[Excerpts from a location annotation dataset]

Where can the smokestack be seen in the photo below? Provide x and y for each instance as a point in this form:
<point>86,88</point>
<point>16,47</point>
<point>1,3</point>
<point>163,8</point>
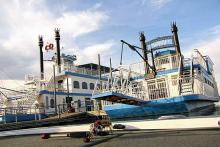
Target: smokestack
<point>41,44</point>
<point>57,38</point>
<point>175,37</point>
<point>144,47</point>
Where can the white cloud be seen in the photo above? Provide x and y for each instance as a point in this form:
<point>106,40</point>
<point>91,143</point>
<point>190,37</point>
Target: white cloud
<point>21,23</point>
<point>90,53</point>
<point>157,4</point>
<point>210,46</point>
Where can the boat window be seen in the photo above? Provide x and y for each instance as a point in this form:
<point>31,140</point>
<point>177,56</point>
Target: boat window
<point>84,85</point>
<point>52,103</point>
<point>76,84</point>
<point>91,85</point>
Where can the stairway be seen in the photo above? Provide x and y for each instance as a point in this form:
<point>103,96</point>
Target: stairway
<point>186,81</point>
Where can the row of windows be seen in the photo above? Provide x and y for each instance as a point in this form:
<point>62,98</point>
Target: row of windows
<point>162,61</point>
<point>84,85</point>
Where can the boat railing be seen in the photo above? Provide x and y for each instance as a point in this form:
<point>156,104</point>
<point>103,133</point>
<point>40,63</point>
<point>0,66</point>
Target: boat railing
<point>158,89</point>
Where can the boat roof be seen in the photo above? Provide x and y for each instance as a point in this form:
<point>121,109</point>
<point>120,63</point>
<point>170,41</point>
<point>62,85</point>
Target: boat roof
<point>94,66</point>
<point>165,52</point>
<point>118,98</point>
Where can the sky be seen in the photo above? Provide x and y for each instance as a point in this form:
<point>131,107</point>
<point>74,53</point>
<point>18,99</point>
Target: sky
<point>91,27</point>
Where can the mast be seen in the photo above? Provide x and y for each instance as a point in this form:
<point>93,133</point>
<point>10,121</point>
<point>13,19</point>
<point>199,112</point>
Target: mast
<point>41,44</point>
<point>174,31</point>
<point>57,38</point>
<point>144,51</point>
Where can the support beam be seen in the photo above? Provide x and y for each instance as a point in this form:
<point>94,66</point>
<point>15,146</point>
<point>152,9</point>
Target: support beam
<point>144,52</point>
<point>57,38</point>
<point>41,44</point>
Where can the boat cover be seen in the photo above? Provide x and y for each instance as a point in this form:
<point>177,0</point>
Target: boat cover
<point>118,98</point>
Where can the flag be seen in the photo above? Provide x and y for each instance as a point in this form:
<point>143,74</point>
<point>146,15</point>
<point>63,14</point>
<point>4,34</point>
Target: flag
<point>49,46</point>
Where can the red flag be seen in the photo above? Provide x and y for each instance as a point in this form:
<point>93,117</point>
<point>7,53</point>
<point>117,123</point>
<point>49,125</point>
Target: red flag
<point>49,46</point>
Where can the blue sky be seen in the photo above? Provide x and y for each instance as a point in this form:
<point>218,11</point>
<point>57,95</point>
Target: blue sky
<point>89,27</point>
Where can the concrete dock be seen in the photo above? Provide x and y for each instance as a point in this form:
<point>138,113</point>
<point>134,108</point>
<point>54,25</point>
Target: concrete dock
<point>173,138</point>
<point>203,131</point>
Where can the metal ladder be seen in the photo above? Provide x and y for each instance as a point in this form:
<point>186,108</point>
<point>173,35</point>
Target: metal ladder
<point>186,80</point>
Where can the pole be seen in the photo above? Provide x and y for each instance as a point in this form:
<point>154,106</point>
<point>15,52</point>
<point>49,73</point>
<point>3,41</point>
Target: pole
<point>41,44</point>
<point>111,72</point>
<point>57,38</point>
<point>99,101</point>
<point>54,82</point>
<point>144,50</point>
<point>100,72</point>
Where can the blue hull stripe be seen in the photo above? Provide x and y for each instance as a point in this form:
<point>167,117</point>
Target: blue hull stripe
<point>65,93</point>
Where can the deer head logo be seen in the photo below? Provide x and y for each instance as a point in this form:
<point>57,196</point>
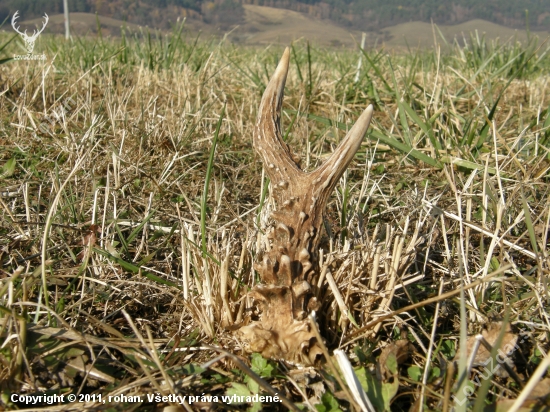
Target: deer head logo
<point>29,40</point>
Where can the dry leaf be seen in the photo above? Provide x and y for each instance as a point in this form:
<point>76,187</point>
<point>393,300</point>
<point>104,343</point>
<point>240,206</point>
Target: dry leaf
<point>400,349</point>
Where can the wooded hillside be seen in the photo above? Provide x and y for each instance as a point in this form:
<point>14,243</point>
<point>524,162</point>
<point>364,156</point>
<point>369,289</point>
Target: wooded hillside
<point>356,14</point>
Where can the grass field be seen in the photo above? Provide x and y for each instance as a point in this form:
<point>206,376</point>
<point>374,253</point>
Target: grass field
<point>132,212</point>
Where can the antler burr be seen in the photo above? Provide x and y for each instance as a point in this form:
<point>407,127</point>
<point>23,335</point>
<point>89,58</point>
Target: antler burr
<point>287,268</point>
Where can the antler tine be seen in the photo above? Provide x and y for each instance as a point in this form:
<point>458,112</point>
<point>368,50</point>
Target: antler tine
<point>13,19</point>
<point>44,24</point>
<point>268,142</point>
<point>35,33</point>
<point>327,175</point>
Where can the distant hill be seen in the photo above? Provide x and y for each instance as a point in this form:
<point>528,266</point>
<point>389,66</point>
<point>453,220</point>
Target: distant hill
<point>267,25</point>
<point>362,15</point>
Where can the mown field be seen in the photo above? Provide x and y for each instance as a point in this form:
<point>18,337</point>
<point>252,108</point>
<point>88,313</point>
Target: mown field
<point>133,207</point>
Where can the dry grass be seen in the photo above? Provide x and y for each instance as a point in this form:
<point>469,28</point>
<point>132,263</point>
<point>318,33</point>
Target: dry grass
<point>122,274</point>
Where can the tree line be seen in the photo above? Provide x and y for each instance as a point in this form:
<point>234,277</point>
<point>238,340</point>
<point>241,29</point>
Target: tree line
<point>357,14</point>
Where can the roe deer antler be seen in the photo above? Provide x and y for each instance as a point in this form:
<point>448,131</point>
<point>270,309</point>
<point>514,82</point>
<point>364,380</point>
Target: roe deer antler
<point>289,265</point>
<point>29,40</point>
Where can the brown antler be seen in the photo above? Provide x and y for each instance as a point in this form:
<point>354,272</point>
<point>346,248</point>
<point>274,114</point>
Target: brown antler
<point>300,198</point>
<point>29,40</point>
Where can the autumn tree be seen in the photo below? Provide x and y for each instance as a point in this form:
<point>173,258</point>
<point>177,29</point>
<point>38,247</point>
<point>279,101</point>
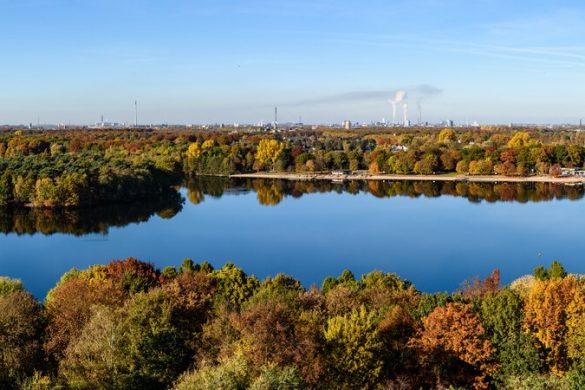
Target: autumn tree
<point>453,342</point>
<point>517,352</point>
<point>546,317</point>
<point>21,329</point>
<point>269,151</point>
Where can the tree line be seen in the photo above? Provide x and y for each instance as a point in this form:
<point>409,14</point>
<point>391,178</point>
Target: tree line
<point>129,325</point>
<point>88,167</point>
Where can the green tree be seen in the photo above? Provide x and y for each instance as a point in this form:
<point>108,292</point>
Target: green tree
<point>21,327</point>
<point>354,349</point>
<point>516,351</point>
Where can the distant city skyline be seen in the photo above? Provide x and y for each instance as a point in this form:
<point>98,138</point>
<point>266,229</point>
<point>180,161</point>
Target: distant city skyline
<point>489,61</point>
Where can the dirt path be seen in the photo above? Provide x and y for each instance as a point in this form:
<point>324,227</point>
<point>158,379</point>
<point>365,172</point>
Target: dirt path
<point>484,179</point>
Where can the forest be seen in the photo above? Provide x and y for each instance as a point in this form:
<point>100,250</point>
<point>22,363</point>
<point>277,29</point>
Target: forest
<point>82,167</point>
<point>129,325</point>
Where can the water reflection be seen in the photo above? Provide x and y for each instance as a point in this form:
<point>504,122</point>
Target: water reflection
<point>269,193</point>
<point>272,192</point>
<point>84,221</point>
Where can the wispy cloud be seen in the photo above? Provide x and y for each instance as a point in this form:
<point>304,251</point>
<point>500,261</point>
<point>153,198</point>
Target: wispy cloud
<point>417,92</point>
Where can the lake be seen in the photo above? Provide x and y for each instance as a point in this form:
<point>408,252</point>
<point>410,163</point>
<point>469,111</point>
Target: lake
<point>433,234</point>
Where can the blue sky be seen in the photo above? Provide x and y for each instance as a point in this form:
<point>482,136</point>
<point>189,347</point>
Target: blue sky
<point>323,60</point>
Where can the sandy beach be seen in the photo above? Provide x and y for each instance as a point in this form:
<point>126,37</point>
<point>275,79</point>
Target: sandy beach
<point>447,177</point>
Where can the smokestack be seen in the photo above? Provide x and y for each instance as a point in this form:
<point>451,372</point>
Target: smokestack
<point>398,97</point>
<point>275,117</point>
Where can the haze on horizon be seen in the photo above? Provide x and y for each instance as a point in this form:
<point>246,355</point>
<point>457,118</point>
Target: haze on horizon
<point>489,61</point>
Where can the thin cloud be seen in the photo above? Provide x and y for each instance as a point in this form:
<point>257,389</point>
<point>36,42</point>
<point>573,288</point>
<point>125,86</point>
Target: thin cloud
<point>418,92</point>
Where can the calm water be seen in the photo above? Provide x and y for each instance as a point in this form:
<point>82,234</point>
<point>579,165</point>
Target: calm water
<point>434,234</point>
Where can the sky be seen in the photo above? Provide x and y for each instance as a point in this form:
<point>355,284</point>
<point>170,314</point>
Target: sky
<point>321,61</point>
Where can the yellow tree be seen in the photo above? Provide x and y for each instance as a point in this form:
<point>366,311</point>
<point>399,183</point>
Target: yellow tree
<point>519,139</point>
<point>455,331</point>
<point>547,310</point>
<point>447,135</point>
<point>269,151</point>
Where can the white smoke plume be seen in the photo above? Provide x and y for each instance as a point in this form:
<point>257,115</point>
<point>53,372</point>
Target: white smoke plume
<point>399,96</point>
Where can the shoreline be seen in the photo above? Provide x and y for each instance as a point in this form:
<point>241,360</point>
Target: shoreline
<point>388,177</point>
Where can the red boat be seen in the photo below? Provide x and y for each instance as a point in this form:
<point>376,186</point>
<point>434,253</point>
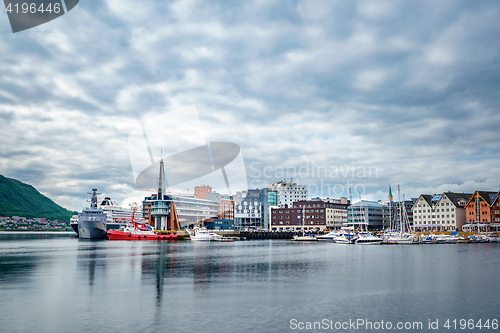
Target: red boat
<point>138,231</point>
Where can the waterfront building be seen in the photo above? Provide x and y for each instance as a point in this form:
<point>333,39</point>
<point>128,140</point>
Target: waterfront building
<point>319,214</point>
<point>495,210</point>
<point>478,209</point>
<point>444,212</point>
<point>168,211</point>
<point>365,215</point>
<point>159,209</point>
<point>336,212</point>
<point>219,224</point>
<point>288,192</point>
<point>189,210</point>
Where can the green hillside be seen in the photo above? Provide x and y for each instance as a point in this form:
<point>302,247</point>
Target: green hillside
<point>19,199</point>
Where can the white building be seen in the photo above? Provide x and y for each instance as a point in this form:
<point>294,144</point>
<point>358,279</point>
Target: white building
<point>288,192</point>
<point>248,209</point>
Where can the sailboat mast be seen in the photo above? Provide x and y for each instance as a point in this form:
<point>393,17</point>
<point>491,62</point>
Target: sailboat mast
<point>403,220</point>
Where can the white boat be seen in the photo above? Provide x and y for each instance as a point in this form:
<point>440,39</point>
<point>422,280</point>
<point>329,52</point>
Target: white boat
<point>366,238</point>
<point>329,236</point>
<point>200,234</point>
<point>304,236</point>
<point>399,238</point>
<point>493,238</point>
<point>428,239</point>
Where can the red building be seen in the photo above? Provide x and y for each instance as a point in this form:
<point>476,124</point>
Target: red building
<point>485,200</point>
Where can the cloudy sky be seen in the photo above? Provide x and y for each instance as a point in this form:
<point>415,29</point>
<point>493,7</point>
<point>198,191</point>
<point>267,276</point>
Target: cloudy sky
<point>400,92</point>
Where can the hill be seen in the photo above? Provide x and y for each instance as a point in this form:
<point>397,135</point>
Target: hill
<point>19,199</point>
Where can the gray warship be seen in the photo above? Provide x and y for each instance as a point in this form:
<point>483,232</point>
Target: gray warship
<point>92,220</point>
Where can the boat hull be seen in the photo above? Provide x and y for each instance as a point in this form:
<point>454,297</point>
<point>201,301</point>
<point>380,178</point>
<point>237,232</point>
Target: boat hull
<point>121,235</point>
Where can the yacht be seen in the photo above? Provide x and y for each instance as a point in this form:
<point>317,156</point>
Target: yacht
<point>399,238</point>
<point>138,231</point>
<point>117,217</point>
<point>346,238</point>
<point>199,234</point>
<point>329,236</point>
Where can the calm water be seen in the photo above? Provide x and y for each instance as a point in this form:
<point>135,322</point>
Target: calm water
<point>58,283</point>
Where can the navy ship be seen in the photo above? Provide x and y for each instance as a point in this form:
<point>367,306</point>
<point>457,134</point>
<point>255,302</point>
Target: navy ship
<point>92,220</point>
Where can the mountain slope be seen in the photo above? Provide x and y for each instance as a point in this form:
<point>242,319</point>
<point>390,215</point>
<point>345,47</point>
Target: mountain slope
<point>19,199</point>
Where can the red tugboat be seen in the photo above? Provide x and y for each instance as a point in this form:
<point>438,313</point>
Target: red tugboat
<point>138,231</point>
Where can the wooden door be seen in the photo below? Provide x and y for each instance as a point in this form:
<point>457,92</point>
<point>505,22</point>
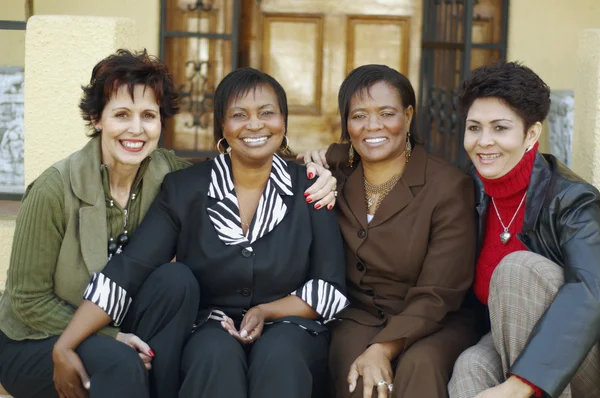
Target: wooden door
<point>310,46</point>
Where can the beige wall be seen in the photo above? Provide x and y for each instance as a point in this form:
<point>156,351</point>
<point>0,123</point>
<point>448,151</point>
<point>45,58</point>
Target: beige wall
<point>146,13</point>
<point>543,35</point>
<point>12,42</point>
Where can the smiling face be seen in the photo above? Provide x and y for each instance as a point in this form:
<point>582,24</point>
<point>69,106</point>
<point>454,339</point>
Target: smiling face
<point>378,123</point>
<point>495,138</point>
<point>253,125</point>
<point>130,127</point>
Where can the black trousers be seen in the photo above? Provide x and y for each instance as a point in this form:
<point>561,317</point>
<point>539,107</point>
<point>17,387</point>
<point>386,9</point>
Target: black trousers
<point>286,361</point>
<point>162,314</point>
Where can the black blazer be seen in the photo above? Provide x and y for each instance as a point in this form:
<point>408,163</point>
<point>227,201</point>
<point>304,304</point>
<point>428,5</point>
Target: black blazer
<point>305,245</point>
<point>562,223</point>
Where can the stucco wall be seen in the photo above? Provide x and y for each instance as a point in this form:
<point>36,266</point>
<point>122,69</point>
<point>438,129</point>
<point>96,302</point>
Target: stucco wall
<point>12,42</point>
<point>586,139</point>
<point>146,13</point>
<point>543,35</point>
<point>59,61</point>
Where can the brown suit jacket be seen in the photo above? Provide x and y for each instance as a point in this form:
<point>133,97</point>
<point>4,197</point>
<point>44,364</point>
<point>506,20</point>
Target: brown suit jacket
<point>414,262</point>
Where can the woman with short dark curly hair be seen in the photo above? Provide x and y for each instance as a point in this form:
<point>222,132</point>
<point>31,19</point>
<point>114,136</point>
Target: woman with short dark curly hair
<point>80,212</point>
<point>77,213</point>
<point>537,273</point>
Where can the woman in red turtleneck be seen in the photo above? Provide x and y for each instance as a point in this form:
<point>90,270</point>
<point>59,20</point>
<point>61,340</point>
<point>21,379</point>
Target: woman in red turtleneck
<point>538,270</point>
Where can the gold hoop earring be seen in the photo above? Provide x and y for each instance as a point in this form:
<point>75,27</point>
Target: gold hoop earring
<point>224,151</point>
<point>287,144</point>
<point>408,148</point>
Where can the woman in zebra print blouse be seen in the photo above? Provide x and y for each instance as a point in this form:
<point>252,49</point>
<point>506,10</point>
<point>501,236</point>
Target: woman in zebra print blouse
<point>270,266</point>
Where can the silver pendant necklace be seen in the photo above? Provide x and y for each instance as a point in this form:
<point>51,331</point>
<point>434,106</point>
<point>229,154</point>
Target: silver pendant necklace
<point>505,235</point>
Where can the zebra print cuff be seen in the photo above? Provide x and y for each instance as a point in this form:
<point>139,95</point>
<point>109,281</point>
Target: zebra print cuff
<point>323,297</point>
<point>109,296</point>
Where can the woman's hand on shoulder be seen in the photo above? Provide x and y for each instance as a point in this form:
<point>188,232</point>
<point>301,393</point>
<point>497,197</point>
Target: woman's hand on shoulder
<point>251,327</point>
<point>375,368</point>
<point>322,193</point>
<point>70,377</point>
<point>139,345</point>
<point>315,156</point>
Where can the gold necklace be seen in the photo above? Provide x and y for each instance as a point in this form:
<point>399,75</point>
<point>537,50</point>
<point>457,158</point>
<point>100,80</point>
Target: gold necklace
<point>376,193</point>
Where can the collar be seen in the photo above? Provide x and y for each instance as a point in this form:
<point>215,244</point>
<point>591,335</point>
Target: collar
<point>221,177</point>
<point>225,213</point>
<point>86,174</point>
<point>399,197</point>
<point>536,192</point>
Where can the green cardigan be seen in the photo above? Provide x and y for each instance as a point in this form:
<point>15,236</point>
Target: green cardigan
<point>61,239</point>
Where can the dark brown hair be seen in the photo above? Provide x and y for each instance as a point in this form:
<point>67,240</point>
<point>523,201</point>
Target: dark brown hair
<point>130,69</point>
<point>239,83</point>
<point>515,84</point>
<point>364,77</point>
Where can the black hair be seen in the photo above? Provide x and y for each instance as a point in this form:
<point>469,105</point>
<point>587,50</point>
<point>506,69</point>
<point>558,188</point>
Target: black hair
<point>364,77</point>
<point>128,68</point>
<point>239,83</point>
<point>515,84</point>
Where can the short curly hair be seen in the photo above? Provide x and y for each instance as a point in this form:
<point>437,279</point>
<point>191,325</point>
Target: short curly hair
<point>128,68</point>
<point>237,84</point>
<point>363,78</point>
<point>515,84</point>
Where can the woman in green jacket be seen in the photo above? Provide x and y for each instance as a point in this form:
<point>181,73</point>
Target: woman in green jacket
<point>80,212</point>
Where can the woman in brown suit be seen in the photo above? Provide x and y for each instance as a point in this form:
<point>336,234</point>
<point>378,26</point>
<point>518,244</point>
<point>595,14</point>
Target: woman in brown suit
<point>408,222</point>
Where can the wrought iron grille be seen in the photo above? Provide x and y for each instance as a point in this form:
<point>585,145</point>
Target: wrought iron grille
<point>8,140</point>
<point>449,52</point>
<point>197,90</point>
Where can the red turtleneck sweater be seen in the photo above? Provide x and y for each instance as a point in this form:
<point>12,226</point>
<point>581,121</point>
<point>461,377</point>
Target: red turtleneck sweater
<point>506,192</point>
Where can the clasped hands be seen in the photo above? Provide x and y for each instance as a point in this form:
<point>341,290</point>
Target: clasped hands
<point>251,327</point>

> [GIVEN INSTRUCTION]: Reproduce the rows above word for word, from the first line of the rows through the line that contains "<point>91,27</point>", including both ends. Leave the pictures out.

> [RESPONSE FOR THIS EXERCISE]:
Where can the smokestack be seen in the photo below? Provide x and y for each instance as a point in this form:
<point>86,88</point>
<point>16,47</point>
<point>1,3</point>
<point>163,8</point>
Target: smokestack
<point>41,44</point>
<point>57,38</point>
<point>175,37</point>
<point>144,47</point>
Where can the white cloud be seen in the photo above? Provide x and y for each instance as a point in this form:
<point>106,40</point>
<point>91,143</point>
<point>190,37</point>
Target: white cloud
<point>21,23</point>
<point>90,53</point>
<point>157,4</point>
<point>210,46</point>
Where can the boat window be seen in the photo above? Provide x and y for each instance as a point in this form:
<point>31,140</point>
<point>177,56</point>
Target: boat window
<point>84,85</point>
<point>52,103</point>
<point>76,84</point>
<point>91,85</point>
Where can the stairway be seen in the photo above? Provide x and y for each instance as a point in this form:
<point>103,96</point>
Target: stairway
<point>186,81</point>
Where can the row of windows be seen in the photo above? Provide x and y for each instance as a point in this form:
<point>62,98</point>
Target: row of windows
<point>162,61</point>
<point>84,85</point>
Where can the boat railing be seen in the photo above? Provide x and y for each instance as a point in this form:
<point>156,104</point>
<point>103,133</point>
<point>40,63</point>
<point>0,66</point>
Target: boat railing
<point>158,89</point>
Where can the boat roof be seen in the photo above? Provide x and y for each instance as a point in this form:
<point>121,109</point>
<point>120,63</point>
<point>170,41</point>
<point>62,85</point>
Target: boat roof
<point>94,66</point>
<point>165,52</point>
<point>118,98</point>
Where can the sky be seen in the photo above? Provide x and y for each instance as a point in this form:
<point>131,107</point>
<point>74,53</point>
<point>18,99</point>
Target: sky
<point>91,27</point>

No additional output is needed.